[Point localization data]
::::::::::
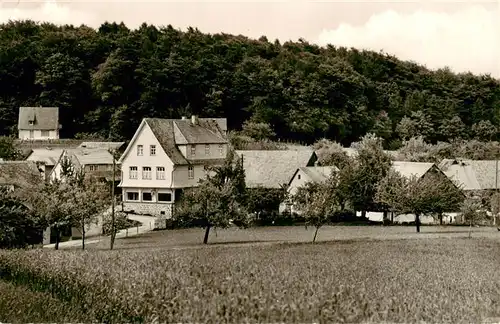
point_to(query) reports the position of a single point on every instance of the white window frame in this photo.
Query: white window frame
(164, 193)
(132, 192)
(133, 172)
(145, 192)
(160, 173)
(146, 174)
::::::::::
_About this task_
An exact copy of the entries, minus the pictures, is what to return.

_Task result_
point_to(query) reports the position of a single point on every instance of the white window frame in this photo.
Query: white window frame
(164, 193)
(132, 192)
(133, 172)
(145, 192)
(160, 173)
(146, 174)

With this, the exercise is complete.